ЗАДАНИЯ ::
- 1) Объясните в одном–трёх предложениях, почему, по словам фрагмента о Платоне, удивительно, что искусство изображается в нём как пустая видимость, которой следует избегать.
- 2) Переведите на английский язык предложение из фрагмента о Платоне: «Стражам уготовано особенное воспитание, и, прежде всего, они должны презирать смерть».

ПРИВЕДЁННЫЙ ФРАГМЕНТ ::
* * * *

Но если только повнимательнее присмотреться, как Платон обосновывает и конкретно проводит эти идеи, то нельзя не удивиться, как можно было пройти мимо очевидной иронии, посредством которой он представляет нам все свои мысли. Вожди государства суть его стражи (376 B). Они словно псы должны бдительно охранять его от врагов, будучи приветливыми с его друзьями. Но тот, кто научен различать между врагами и друзьями, тот и оказывается «способным к учению», а значит, «любящим мудрость», одним словом – «философом». Исходя из наличия этой добродетели и выделяются оба типа, стражи и псы. Стражам уготовано особенное воспитание, и, прежде всего, они должны презирать смерть. Они не должны принимать во внимание то ужасное, что изображается в Гадесе, подтверждающееся в известном выражении Ахилла, который будто бы лучше был поденщиком на Земле, чем царем подземного мира – как будто бы не знал каждый грек, что вопреки своему страху смерти он был одним из храбрейших! (386 В). С введением намеренно комично изображаемой литературной цензуры, в особенности направленной на Гомера, должны быть вычеркнуты все места, где изображается пирушки, невоздержанность в еде, любовь или смех (390 А). Искусство вообще изображается как пустая видимость (598 В), которую по возможности следует избегать. И это говорит именно тот мыслитель, который в своих диалогах «Ион» и «Федр» прославлял божественность искусства.

* * * *

ИСХОДНЫЕ ДАННЫЕ ::
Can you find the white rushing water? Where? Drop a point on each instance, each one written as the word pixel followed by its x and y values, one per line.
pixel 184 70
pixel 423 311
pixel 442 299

* * * *

ОТВЕТЫ ПО ПОРЯДКУ ::
- 1) Удивительно это потому, что так говорит тот самый мыслитель, который в диалогах «Ион» и «Федр» прославлял божественность искусства.

- 2) A special upbringing is reserved for the guardians, and above all they must despise death.